* **Belge Metni**:

Urfa’da Kürt hükümlüye hastanede ırkçılık

  • Arşiv
  • |
  • Siyasal Gündem
  • |
  • Ulusal sorun
  • |
  • 25 Temmuz 2012
  • 07:41

Giresun Cezaevi’ne sevk edilen ancak tedavisi için bekletilen hasta bir tutsak, tedavi için götürüldüğü Urfa’da ırkçı bir uygulamaya maruz kaldı. Doktor “PKK’nın kalbi ağrıyor mu?”, “Sen PKK’lısın Kürtlerin kalbi nasıl ağrır?” diyerek hasta tutsağı tedavi etmeyi reddetti.

Mahkemeler adil olmayan ve uzun süren yargılama sistemiyle tuttuğunu cezaevine koyarken cezaevi kapasitesi ve ihlaller her gün artıyor. Tecrit-tredman gibi insanlık dışı uygulamalar ve tutsak ölümleriyle gündemden düşmeyen Türk cezaevlerinde siyasi hükümlü ve tutuklulara yönelik yapılan “sürgün” sevkler devam ederken tutsaklar ve aileleri ikinci defa cezalandırılıyor. Sürgün edilen tutsakların birçoğunun yargı süreçleri devam ederken yapılan bu sürgünler gerek tutsaklar gerekse aileleri için ağır bir mağduriyete yol açıyor.

* **Sağlanan Veriler**:
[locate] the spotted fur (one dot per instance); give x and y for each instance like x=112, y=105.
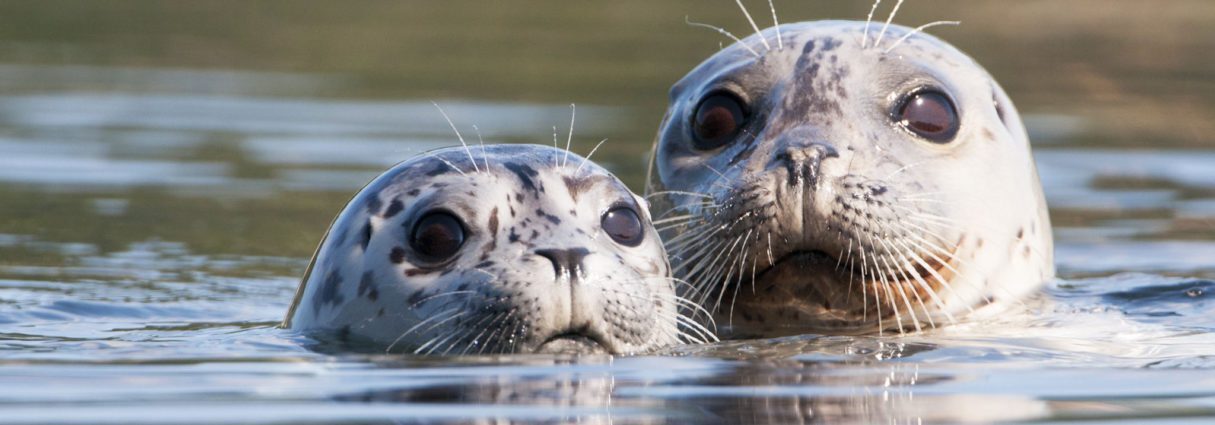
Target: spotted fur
x=535, y=267
x=826, y=215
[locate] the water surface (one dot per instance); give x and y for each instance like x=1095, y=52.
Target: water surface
x=167, y=169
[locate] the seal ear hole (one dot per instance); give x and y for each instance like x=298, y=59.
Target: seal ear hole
x=717, y=120
x=999, y=111
x=930, y=114
x=623, y=225
x=436, y=236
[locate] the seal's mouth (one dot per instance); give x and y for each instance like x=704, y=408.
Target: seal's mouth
x=812, y=260
x=575, y=341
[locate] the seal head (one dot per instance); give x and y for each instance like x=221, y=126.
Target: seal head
x=834, y=183
x=499, y=249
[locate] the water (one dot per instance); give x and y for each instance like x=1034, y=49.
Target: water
x=167, y=169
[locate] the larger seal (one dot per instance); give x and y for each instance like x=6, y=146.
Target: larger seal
x=829, y=176
x=496, y=249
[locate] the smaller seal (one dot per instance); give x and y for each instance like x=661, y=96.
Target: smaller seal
x=493, y=249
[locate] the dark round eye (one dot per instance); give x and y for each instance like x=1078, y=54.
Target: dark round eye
x=718, y=119
x=623, y=225
x=930, y=114
x=436, y=236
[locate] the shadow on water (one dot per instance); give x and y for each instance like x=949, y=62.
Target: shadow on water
x=168, y=168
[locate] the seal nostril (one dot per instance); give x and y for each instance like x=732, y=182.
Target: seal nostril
x=802, y=162
x=565, y=261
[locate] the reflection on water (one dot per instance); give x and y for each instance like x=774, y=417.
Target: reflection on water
x=165, y=171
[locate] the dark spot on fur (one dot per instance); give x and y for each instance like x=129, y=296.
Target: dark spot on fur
x=367, y=287
x=525, y=175
x=367, y=236
x=440, y=169
x=329, y=292
x=394, y=208
x=493, y=221
x=988, y=134
x=414, y=299
x=551, y=217
x=374, y=204
x=742, y=154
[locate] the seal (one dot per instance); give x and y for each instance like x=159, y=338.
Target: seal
x=510, y=250
x=836, y=177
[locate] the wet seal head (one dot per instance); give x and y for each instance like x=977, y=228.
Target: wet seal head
x=495, y=249
x=825, y=176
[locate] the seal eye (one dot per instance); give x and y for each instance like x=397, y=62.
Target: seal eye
x=623, y=225
x=930, y=114
x=436, y=236
x=718, y=119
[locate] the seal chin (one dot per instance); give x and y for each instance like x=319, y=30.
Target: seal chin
x=572, y=343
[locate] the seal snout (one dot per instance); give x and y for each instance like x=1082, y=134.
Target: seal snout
x=566, y=262
x=802, y=157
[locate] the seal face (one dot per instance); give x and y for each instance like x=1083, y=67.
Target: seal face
x=835, y=183
x=492, y=249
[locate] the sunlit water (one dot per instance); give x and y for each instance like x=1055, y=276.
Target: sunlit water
x=152, y=237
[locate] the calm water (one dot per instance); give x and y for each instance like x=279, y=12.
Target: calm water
x=167, y=168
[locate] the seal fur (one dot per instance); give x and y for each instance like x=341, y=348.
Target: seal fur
x=536, y=271
x=824, y=213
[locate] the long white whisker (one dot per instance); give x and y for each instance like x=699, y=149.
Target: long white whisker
x=775, y=23
x=485, y=157
x=446, y=162
x=569, y=140
x=888, y=20
x=758, y=33
x=457, y=135
x=864, y=38
x=920, y=29
x=588, y=157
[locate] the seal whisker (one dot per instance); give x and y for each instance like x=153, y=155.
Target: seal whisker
x=457, y=135
x=758, y=33
x=887, y=26
x=908, y=278
x=677, y=192
x=715, y=278
x=446, y=162
x=936, y=298
x=723, y=32
x=438, y=316
x=698, y=266
x=416, y=304
x=676, y=219
x=587, y=159
x=775, y=23
x=864, y=37
x=455, y=338
x=921, y=28
x=485, y=157
x=904, y=168
x=569, y=139
x=891, y=281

* **Görev Tanımları**:
1 – Belge metninde "Mahkemeler adil olmayan" ifadesinden "mağduriyete yol açıyor." ifadesine kadar olan kısmı olduğu gibi yineleyiniz.
2 – Kayıtlarda "[locate] the shadow" ifadesini içeren satırdan "x=824, y=213" ifadesini içeren satıra kadar, iki uç satır da dahil olmak üzere, satırları "seal" yerine "otter" koyarak ve başka hiçbir şeyi değiştirmeden yeniden yazınız. Yalnızca bu satırları veriniz.

* **Alıştırma Sonuçları**:
1 –
Mahkemeler adil olmayan ve uzun süren yargılama sistemiyle tuttuğunu cezaevine koyarken cezaevi kapasitesi ve ihlaller her gün artıyor. Tecrit-tredman gibi insanlık dışı uygulamalar ve tutsak ölümleriyle gündemden düşmeyen Türk cezaevlerinde siyasi hükümlü ve tutuklulara yönelik yapılan “sürgün” sevkler devam ederken tutsaklar ve aileleri ikinci defa cezalandırılıyor. Sürgün edilen tutsakların birçoğunun yargı süreçleri devam ederken yapılan bu sürgünler gerek tutsaklar gerekse aileleri için ağır bir mağduriyete yol açıyor.

2 –
[locate] the shadow on water (one dot per instance); give x and y for each instance like x=949, y=62.
Target: shadow on water
x=168, y=168
[locate] the otter nostril (one dot per instance); give x and y for each instance like x=732, y=182.
Target: otter nostril
x=802, y=162
x=565, y=261
[locate] the reflection on water (one dot per instance); give x and y for each instance like x=774, y=417.
Target: reflection on water
x=165, y=171
[locate] the dark spot on fur (one dot per instance); give x and y for each instance like x=129, y=296.
Target: dark spot on fur
x=367, y=287
x=525, y=175
x=367, y=236
x=440, y=169
x=329, y=292
x=394, y=208
x=493, y=221
x=988, y=134
x=414, y=299
x=551, y=217
x=374, y=204
x=742, y=154
[locate] the otter (one dot per instance); give x and y for each instance like x=159, y=338.
Target: otter
x=510, y=250
x=836, y=177
[locate] the wet otter head (one dot per instance); give x and y for each instance like x=977, y=228.
Target: wet otter head
x=495, y=249
x=825, y=176
[locate] the otter eye (one dot per instance); give x and y for each instance like x=397, y=62.
Target: otter eye
x=623, y=225
x=930, y=114
x=436, y=236
x=718, y=119
[locate] the otter chin (one dot per instance); give x and y for each instance like x=319, y=30.
Target: otter chin
x=572, y=343
[locate] the otter snout (one dot per instance); give x and y for each instance like x=1082, y=134.
Target: otter snout
x=566, y=262
x=802, y=157
[locate] the otter face (one dot per instance); give x and y for each instance like x=1083, y=67.
Target: otter face
x=835, y=183
x=492, y=249
[locate] the sunlit water (one dot per instance); give x and y for each instance like x=1055, y=276.
Target: sunlit water
x=152, y=237
[locate] the calm water (one dot per instance); give x and y for each instance like x=279, y=12.
Target: calm water
x=167, y=168
[locate] the otter fur (one dot per instance); give x and y for each instance like x=341, y=348.
Target: otter fur
x=536, y=271
x=824, y=213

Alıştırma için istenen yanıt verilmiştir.